== Testo da leggere

Con il sesto motivo, il ricorrente denuncia: violazione degli artt. 115 c.p.c., 2697, 2699, 2700, 2701, 2702, 2719 c.c. La Corte, per respingere il motivo di appello collegato alla mancanza di idonea
copertura finanziaria, richiama due decreti, assumendo che gli stessi atti dimostrino che ‘è la stessa regione a ritenere la piena legittimità gli impegni assunti con la Dante causa di RAGIONE_SOCIALE‘. Ma nel secondo decreto, il quale riguarda la sola variante aggiuntiva, si riconosce il debito fuori bilancio in relazione alla somma correlata a tale parte di servizio, che non era previsto dal bando pubblicato.
Con il settimo motivo, il ricorrente denuncia: omesso esame di un fatto decisivo per il giudizio oggetto di discussione tra le parti. La sentenza dà atto dell’esistenza di note, richiamate dalla regione nel suo atto di appello, ma la sentenza, pur menzionandole, omette di esaminare tali documenti, concentrando l’esame solo sul documento già esaminato dal tribunale e sull’ininfluente decreto del 2012.

====
== Dati estratti

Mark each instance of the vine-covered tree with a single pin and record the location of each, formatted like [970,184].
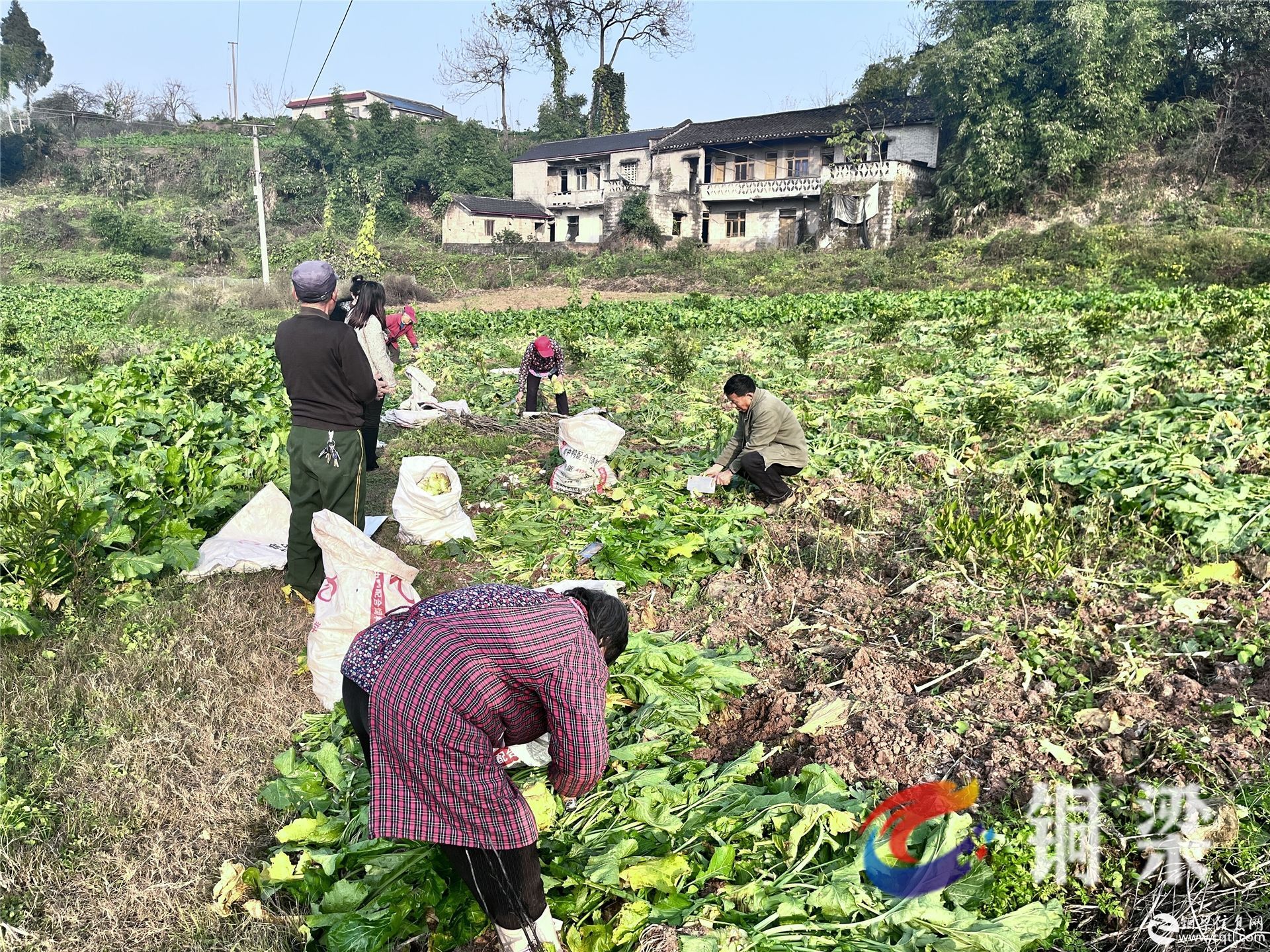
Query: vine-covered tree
[24,61]
[1038,95]
[654,26]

====

** Esercizi da svolgere **
1 – Riformulate in forma più sintetica il paragrafo del testo che inizia con "Con il settimo motivo", conservandone i fatti principali.
2 – Citate il testo dalle parole "Con il sesto" fino alle parole "dal bando pubblicato." comprese.
Per lo svolgimento si faccia riferimento unicamente al testo.

** Soluzioni per esercizio **
1 – Settimo motivo: il ricorrente denuncia l'omesso esame di un fatto decisivo discusso tra le parti. La sentenza menziona le note richiamate dalla regione nell'atto di appello, ma non le esamina. Si limita al documento già esaminato dal tribunale e al decreto del 2012, definito ininfluente.

2 –
Con il sesto motivo, il ricorrente denuncia: violazione degli artt. 115 c.p.c., 2697, 2699, 2700, 2701, 2702, 2719 c.c. La Corte, per respingere il motivo di appello collegato alla mancanza di idonea
copertura finanziaria, richiama due decreti, assumendo che gli stessi atti dimostrino che ‘è la stessa regione a ritenere la piena legittimità gli impegni assunti con la Dante causa di RAGIONE_SOCIALE‘. Ma nel secondo decreto, il quale riguarda la sola variante aggiuntiva, si riconosce il debito fuori bilancio in relazione alla somma correlata a tale parte di servizio, che non era previsto dal bando pubblicato.